● **Given instruction**
Revise the lines below, starting at the one containing "locate each trailer" and ending at the one containing "left=233, top=26, right=292, bottom=112", so that "pixel coordinates" reads "pixel positions" and nothing else changes.

Region annotation entries
○ ○ ○ ○ ○

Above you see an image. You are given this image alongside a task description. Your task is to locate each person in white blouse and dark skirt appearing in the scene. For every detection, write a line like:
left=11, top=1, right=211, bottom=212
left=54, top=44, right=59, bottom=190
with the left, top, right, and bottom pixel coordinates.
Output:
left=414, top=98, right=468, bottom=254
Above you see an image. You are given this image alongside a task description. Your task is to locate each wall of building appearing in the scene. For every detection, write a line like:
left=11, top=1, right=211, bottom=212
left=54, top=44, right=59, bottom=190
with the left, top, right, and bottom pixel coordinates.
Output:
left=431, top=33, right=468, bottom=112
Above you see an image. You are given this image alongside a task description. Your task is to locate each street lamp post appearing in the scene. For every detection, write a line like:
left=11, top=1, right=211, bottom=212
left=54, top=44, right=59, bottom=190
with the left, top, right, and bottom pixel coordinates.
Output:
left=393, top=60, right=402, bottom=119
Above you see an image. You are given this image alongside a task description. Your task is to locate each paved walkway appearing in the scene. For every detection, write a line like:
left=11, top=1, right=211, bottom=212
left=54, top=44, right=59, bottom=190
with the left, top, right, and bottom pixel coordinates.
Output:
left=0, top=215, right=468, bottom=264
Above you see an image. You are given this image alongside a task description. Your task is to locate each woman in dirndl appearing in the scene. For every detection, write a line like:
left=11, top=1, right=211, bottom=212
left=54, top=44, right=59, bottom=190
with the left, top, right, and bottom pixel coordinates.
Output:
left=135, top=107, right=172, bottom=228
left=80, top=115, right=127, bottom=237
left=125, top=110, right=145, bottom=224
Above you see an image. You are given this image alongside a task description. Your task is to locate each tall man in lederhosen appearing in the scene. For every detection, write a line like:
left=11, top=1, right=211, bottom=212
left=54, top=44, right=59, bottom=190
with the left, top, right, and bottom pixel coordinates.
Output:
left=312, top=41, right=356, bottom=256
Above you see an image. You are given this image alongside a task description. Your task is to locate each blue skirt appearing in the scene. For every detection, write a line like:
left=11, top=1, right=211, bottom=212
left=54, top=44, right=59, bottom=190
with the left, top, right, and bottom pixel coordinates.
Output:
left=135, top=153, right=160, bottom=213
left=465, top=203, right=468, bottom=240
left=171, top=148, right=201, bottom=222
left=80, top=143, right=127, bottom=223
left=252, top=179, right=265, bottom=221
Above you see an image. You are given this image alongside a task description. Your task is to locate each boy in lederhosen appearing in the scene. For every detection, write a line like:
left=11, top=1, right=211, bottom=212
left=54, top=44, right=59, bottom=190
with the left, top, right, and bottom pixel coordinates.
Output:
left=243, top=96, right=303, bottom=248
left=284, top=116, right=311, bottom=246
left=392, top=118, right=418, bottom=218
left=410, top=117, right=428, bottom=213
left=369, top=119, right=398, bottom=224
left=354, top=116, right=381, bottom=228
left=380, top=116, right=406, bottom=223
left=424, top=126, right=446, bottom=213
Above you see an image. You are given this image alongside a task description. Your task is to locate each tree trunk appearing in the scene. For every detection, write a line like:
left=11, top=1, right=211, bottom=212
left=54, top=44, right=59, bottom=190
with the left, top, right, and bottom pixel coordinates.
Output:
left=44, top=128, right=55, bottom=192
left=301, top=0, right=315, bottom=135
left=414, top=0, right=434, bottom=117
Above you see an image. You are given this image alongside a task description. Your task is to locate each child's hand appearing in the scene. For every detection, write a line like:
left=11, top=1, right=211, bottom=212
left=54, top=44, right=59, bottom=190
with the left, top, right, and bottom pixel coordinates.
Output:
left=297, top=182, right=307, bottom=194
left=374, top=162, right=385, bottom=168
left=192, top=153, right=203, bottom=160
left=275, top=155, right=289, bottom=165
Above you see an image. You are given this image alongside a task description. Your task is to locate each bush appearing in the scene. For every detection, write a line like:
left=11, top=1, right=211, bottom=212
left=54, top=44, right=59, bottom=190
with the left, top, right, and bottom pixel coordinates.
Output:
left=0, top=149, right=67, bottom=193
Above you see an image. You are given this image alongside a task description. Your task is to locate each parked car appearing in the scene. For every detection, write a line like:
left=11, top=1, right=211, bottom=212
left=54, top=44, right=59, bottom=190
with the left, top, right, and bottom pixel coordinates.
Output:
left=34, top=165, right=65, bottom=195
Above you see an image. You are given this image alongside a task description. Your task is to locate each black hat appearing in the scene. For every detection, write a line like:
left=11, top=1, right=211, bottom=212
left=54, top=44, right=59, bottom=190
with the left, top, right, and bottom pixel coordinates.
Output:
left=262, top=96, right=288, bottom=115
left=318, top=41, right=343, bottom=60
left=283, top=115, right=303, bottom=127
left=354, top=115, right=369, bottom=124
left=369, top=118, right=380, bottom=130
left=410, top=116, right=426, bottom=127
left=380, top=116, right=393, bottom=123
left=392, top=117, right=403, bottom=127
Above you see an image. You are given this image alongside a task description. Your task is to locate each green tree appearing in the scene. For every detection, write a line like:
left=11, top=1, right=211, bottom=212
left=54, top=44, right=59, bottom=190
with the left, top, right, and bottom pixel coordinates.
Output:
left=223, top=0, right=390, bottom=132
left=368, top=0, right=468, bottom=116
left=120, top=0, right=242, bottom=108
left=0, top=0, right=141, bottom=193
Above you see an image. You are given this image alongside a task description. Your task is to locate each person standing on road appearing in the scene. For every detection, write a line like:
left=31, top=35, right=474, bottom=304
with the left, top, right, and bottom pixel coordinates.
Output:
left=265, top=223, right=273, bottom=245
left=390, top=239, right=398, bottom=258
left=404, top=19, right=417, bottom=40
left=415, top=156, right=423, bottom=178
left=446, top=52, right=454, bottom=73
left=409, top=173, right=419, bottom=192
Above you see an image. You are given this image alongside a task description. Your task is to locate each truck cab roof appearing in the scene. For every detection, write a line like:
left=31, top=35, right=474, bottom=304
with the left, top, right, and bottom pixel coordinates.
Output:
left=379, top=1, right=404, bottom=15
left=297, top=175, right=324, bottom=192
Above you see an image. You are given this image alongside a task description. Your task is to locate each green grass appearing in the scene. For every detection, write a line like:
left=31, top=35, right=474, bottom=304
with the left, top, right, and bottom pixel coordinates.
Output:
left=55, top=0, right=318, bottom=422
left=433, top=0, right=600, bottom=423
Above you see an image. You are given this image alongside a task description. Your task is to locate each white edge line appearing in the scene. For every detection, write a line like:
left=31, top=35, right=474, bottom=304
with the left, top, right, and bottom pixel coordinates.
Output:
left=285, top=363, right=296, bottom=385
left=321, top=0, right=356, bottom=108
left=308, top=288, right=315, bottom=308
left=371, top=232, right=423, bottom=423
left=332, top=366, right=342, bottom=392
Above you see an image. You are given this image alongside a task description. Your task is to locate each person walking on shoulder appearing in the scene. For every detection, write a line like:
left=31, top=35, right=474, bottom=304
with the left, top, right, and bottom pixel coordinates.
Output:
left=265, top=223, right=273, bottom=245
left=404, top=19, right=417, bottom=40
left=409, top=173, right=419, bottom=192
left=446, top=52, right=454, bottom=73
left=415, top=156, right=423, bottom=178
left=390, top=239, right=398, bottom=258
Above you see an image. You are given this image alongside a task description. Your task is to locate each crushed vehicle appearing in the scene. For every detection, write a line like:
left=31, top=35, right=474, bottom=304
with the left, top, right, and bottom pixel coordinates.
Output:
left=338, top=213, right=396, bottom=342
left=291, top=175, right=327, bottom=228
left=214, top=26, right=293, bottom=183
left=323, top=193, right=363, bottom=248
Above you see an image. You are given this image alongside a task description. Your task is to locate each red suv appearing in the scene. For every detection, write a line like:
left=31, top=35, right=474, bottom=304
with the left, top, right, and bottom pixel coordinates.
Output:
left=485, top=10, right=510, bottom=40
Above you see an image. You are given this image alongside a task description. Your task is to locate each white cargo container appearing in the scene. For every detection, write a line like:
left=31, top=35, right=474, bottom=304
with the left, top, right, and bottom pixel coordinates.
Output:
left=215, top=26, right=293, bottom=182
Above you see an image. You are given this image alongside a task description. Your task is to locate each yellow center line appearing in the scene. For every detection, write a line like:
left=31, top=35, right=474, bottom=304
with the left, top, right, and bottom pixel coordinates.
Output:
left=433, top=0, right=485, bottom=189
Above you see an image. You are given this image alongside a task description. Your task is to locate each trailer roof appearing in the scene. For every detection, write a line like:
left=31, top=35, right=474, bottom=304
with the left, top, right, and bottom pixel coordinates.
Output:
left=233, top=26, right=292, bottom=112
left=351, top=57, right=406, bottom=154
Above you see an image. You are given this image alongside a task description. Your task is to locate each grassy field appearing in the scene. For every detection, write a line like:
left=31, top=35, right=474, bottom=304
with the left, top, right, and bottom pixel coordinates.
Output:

○ ○ ○ ○ ○

● **Solution to the exercise**
Above you see an image. You are given this image alongside a task description. Your task is to locate each trailer roof appearing in the scene. For every detection, write a line like:
left=31, top=35, right=474, bottom=304
with the left, top, right, and bottom pixel positions.
Output:
left=233, top=26, right=292, bottom=112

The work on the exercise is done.